▶ **Exercise objective**
Recast the data below as a numbered list, dropping any blank lines.

# START OF Exercise materials

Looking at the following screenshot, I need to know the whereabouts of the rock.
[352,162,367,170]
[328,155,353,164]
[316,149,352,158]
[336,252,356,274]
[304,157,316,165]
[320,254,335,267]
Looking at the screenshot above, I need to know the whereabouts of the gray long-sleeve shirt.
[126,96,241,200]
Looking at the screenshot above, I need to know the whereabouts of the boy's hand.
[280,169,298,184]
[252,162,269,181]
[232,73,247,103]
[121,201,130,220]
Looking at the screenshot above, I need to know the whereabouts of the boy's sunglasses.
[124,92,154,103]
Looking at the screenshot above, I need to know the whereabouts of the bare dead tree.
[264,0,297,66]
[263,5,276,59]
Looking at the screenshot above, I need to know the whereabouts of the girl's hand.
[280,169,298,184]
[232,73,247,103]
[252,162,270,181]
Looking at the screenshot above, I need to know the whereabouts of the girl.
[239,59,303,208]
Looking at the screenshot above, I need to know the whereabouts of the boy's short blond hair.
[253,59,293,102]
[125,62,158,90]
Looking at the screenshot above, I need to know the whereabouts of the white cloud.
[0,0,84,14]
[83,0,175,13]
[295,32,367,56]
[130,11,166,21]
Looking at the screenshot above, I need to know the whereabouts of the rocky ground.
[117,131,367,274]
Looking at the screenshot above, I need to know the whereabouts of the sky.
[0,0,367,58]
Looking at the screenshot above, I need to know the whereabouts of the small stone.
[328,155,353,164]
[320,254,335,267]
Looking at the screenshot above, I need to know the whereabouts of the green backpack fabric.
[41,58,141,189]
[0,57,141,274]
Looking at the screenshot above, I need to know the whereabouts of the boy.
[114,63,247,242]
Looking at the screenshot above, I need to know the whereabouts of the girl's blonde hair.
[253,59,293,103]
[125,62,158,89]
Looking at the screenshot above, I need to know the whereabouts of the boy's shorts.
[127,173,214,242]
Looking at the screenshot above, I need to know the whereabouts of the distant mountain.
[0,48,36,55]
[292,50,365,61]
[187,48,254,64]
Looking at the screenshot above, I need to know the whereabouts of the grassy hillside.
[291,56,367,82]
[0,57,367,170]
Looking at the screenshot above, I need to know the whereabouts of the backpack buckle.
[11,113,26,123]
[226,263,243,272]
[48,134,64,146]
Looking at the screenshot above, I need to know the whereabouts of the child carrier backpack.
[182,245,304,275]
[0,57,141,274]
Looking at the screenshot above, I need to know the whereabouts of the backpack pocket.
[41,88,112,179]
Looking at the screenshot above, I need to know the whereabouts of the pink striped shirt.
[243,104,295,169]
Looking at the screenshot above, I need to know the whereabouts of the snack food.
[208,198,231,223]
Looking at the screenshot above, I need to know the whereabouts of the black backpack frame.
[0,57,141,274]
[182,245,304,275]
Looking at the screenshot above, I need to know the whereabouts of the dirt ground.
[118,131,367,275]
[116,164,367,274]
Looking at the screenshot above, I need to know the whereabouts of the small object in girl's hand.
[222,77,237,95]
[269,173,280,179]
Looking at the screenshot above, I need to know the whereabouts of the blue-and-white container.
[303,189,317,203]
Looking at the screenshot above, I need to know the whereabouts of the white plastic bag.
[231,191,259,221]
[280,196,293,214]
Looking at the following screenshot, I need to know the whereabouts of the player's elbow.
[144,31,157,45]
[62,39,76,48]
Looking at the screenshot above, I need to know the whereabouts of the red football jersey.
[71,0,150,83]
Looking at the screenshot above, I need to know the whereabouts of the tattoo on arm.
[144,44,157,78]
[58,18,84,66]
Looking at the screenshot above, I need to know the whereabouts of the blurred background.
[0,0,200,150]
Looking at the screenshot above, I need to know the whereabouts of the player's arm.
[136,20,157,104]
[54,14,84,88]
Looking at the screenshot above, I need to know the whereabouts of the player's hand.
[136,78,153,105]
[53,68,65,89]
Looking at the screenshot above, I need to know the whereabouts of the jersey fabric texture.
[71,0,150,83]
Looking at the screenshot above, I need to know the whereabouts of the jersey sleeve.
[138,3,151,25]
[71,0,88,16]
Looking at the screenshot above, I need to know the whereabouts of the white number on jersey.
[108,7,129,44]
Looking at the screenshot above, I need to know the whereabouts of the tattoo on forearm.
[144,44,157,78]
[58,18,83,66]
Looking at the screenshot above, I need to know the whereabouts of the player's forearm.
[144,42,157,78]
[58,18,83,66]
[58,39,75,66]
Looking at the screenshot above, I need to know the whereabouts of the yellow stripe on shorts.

# END OF Exercise materials

▶ **Completed exercise**
1. Looking at the following screenshot, I need to know the whereabouts of the rock.
2. [352,162,367,170]
3. [328,155,353,164]
4. [316,149,352,158]
5. [336,252,356,274]
6. [304,157,316,165]
7. [320,254,335,267]
8. Looking at the screenshot above, I need to know the whereabouts of the gray long-sleeve shirt.
9. [126,96,241,200]
10. Looking at the screenshot above, I need to know the whereabouts of the boy's hand.
11. [280,169,298,184]
12. [252,162,269,181]
13. [232,73,247,103]
14. [121,201,130,220]
15. Looking at the screenshot above, I need to know the whereabouts of the boy's sunglasses.
16. [124,92,154,103]
17. Looking at the screenshot above, I need to know the whereabouts of the bare dead tree.
18. [264,0,297,66]
19. [263,5,276,59]
20. Looking at the screenshot above, I need to know the whereabouts of the girl's hand.
21. [280,169,298,184]
22. [232,73,247,103]
23. [252,162,270,181]
24. Looking at the screenshot above, I need to know the whereabouts of the girl.
25. [239,59,303,208]
26. Looking at the screenshot above, I need to know the whereabouts of the boy's short blond hair.
27. [253,59,293,102]
28. [125,62,158,90]
29. Looking at the screenshot above, I need to know the whereabouts of the white cloud.
30. [0,0,84,14]
31. [83,0,175,13]
32. [295,32,367,56]
33. [130,11,166,21]
34. Looking at the screenshot above, I need to know the whereabouts of the rocky ground.
35. [117,131,367,274]
36. Looking at the screenshot above, I need to know the whereabouts of the sky.
37. [0,0,367,58]
38. Looking at the screenshot above, I need to know the whereabouts of the small stone.
39. [328,155,353,164]
40. [320,254,335,267]
41. Looking at the screenshot above, I need to know the whereabouts of the green backpack fabric.
42. [41,58,141,189]
43. [0,57,141,274]
44. Looking at the screenshot above, I need to know the whereabouts of the boy.
45. [114,63,247,242]
46. Looking at the screenshot above, I need to know the whereabouts of the girl's blonde hair.
47. [253,59,293,103]
48. [125,62,158,89]
49. Looking at the screenshot above, I need to know the whereabouts of the boy's shorts.
50. [127,173,214,242]
51. Looking at the screenshot above, I need to know the whereabouts of the distant mountain.
52. [0,48,36,55]
53. [292,50,365,61]
54. [187,48,254,64]
55. Looking at the screenshot above, I need to know the whereabouts of the grassy hillside.
56. [291,56,367,82]
57. [0,57,367,170]
58. Looking at the screenshot above, I need to know the whereabouts of the backpack buckle.
59. [11,113,26,123]
60. [226,263,243,272]
61. [48,134,64,146]
62. Looking at the screenshot above, I need to know the whereabouts of the child carrier backpack.
63. [182,245,304,275]
64. [0,57,141,274]
65. Looking at the screenshot above, I need to know the whereabouts of the backpack pocket.
66. [41,88,112,179]
67. Looking at the screenshot above, I need to know the whereabouts of the pink striped shirt.
68. [243,104,295,169]
69. Looking at the screenshot above, I need to know the whereabouts of the snack food.
70. [208,198,231,223]
71. Looking at the screenshot above, I need to know the whereabouts of the black backpack frame.
72. [0,57,141,274]
73. [182,245,304,275]
74. Looking at the screenshot above, I need to know the whereabouts of the dirt ground.
75. [118,131,367,275]
76. [116,164,367,274]
77. Looking at the screenshot above, I need to know the whereabouts of the small object in girl's hand.
78. [222,77,237,95]
79. [269,173,280,179]
80. Looking at the screenshot above, I need to know the whereabouts of the blue-and-white container.
81. [303,189,317,203]
82. Looking at the screenshot above, I need to know the whereabouts of the white plastic bag.
83. [231,191,259,221]
84. [280,196,293,214]
85. Looking at the following screenshot, I need to know the whereabouts of the player's elbow.
86. [144,31,157,45]
87. [62,39,76,48]
88. Looking at the screenshot above, I need to know the whereabouts of the red football jersey.
89. [71,0,150,83]
90. Looking at the screenshot above, I need to know the whereabouts of the tattoo on arm.
91. [144,44,157,78]
92. [58,18,84,66]
93. Looking at the screenshot above, I need to know the whereabouts of the blurred background.
94. [0,0,200,150]
95. Looking at the screenshot above, I need to know the whereabouts of the player's arm.
96. [136,20,157,104]
97. [54,14,84,88]
98. Looking at the screenshot above, I need to know the whereabouts of the player's hand.
99. [136,78,153,105]
100. [53,68,65,89]
101. Looking at the screenshot above, I need to know the whereabouts of the jersey fabric texture.
102. [71,0,150,83]
103. Looking at the screenshot above, I need to know the whereabouts of the jersey sleeve.
104. [138,3,151,25]
105. [71,0,88,16]
106. Looking at the screenshot above, I need to know the whereabouts of the white number on jersey.
107. [108,7,129,44]
108. Looking at the screenshot above, I need to know the whereabouts of the tattoo on forearm.
109. [144,44,157,78]
110. [58,18,83,66]
111. Looking at the screenshot above, I need to know the whereabouts of the player's forearm.
112. [144,42,157,78]
113. [58,18,83,66]
114. [58,39,75,66]
115. Looking at the screenshot above, I need to know the whereabouts of the yellow stripe on shorts.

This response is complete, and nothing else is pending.